# EXTRACTED DATA
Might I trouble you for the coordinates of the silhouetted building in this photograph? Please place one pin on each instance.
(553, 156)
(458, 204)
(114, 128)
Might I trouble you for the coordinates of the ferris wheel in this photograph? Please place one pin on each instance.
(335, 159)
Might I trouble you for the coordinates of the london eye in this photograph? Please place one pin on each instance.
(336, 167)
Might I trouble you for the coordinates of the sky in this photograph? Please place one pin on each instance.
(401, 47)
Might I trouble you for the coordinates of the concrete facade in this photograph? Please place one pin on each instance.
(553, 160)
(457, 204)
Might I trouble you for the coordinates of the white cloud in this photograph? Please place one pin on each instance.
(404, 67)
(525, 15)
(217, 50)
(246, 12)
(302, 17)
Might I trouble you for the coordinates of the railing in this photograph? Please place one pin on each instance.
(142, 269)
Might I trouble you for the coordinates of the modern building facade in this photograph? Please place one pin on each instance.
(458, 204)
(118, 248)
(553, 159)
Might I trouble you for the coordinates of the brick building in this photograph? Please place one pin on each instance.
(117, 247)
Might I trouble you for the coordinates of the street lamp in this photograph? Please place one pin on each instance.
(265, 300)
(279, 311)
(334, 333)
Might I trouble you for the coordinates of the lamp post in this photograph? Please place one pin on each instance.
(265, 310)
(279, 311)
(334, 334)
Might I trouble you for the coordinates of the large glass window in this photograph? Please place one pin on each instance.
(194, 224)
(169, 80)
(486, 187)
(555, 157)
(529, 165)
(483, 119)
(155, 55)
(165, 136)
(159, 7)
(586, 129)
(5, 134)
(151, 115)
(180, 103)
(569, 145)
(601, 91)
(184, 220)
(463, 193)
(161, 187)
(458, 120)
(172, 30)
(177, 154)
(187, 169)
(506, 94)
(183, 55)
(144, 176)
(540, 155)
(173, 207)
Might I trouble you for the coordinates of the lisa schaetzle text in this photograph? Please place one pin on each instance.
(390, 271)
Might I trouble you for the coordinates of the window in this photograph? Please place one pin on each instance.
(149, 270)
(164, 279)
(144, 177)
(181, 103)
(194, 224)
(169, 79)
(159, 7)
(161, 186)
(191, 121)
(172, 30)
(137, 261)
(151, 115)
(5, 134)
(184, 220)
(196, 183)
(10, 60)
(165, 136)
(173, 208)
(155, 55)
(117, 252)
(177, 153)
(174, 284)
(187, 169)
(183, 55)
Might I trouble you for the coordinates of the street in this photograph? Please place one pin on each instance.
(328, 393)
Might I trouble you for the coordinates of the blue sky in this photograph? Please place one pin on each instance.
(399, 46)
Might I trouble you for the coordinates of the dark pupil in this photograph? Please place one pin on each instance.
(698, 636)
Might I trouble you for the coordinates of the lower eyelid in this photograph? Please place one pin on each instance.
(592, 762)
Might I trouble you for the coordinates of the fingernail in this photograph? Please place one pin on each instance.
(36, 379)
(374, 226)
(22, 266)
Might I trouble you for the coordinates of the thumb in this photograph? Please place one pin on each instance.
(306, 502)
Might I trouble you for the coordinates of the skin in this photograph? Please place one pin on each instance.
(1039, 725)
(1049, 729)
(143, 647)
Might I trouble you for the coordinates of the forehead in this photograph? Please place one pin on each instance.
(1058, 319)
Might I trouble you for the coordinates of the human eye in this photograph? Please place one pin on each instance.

# TASK BRIEF
Swap "Might I trouble you for" for "Could you give me" in every one of the lines above and write them all out again with nothing else changed.

# THE SOLUTION
Could you give me the coordinates of the silhouetted building in this photograph? Please place one pin on each instance.
(553, 156)
(458, 204)
(114, 128)
Could you give me the coordinates of the ferris wheel in this photograph? Please place one pin on each instance.
(335, 159)
Could you give me the coordinates of the london eye in this photograph? Please place one pin on each instance.
(336, 167)
Could you give me the coordinates of the sky in this photograph? Please place one pin on each instance.
(401, 47)
Could you give me the coordinates of the concrete facade in this photograph? Please place one pin on each instance.
(553, 160)
(457, 204)
Could you give me the coordinates of the white cloud in this photograph? Please place one pin on each instance.
(404, 67)
(525, 15)
(217, 50)
(246, 12)
(302, 17)
Could you give me the coordinates of the railing in this photograph? Please place one pin on each instance.
(142, 269)
Could you give me the coordinates of the modern building facade in this photograph? Please place one pin on each instance.
(458, 204)
(118, 248)
(553, 159)
Could you give me the coordinates of the brick building in this photograph? Please place one pin on each instance.
(117, 247)
Could you give me the coordinates of the street lamp in this photograph? Please place one pin on each instance.
(265, 300)
(279, 311)
(334, 333)
Could you give me the coordinates of the lamp post in this photograph? Please place one pin on each instance.
(265, 310)
(279, 311)
(334, 334)
Could you give me the coordinates of the large glass window in this photograph? Please place one pin on each instance.
(194, 224)
(169, 80)
(486, 187)
(555, 157)
(529, 165)
(483, 119)
(155, 55)
(165, 136)
(159, 7)
(586, 129)
(5, 134)
(151, 115)
(180, 103)
(569, 145)
(601, 91)
(184, 220)
(463, 193)
(161, 187)
(458, 120)
(172, 30)
(177, 154)
(187, 169)
(506, 94)
(183, 55)
(144, 176)
(540, 155)
(173, 207)
Could you give me the coordinates of the lisa schaetzle text in this photograph? Please place one pin on each instance.
(390, 271)
Could you give me the coordinates of the window in this photograph? Please place one pin on each instance.
(149, 270)
(164, 279)
(144, 177)
(181, 103)
(194, 224)
(169, 79)
(159, 7)
(161, 186)
(191, 121)
(172, 30)
(137, 261)
(151, 115)
(5, 134)
(184, 220)
(196, 183)
(10, 60)
(165, 136)
(173, 208)
(155, 55)
(117, 252)
(177, 153)
(174, 284)
(187, 169)
(183, 55)
Could you give me the coordinates of the street in this photograph? Please place one pin on each instance.
(328, 393)
Could you give me the coordinates of the blue sky in this photograph? Please place one pin on each instance.
(399, 46)
Could you give me the coordinates of the dark pupil in this photograph? Please place one pin on each instance.
(698, 636)
Could you give me the coordinates of the lower eyelid in this photograph? Please place one pin on each instance.
(592, 762)
Could you give me the coordinates of the fingernail in this photograph? Please place one pin on each instance.
(36, 379)
(374, 226)
(22, 266)
Could you give me the coordinates of the thumb in this photograph? Please place one pin on each instance.
(306, 502)
Could you give me the coordinates of the skin in this photograph? Please place one pin on each instance.
(1039, 725)
(1049, 729)
(143, 647)
Could you give me the coordinates of the forehead in this photograph? Please place one pin on each instance.
(1058, 319)
Could you give me the coordinates of the human eye in this photograph? Please place one pin on each instance.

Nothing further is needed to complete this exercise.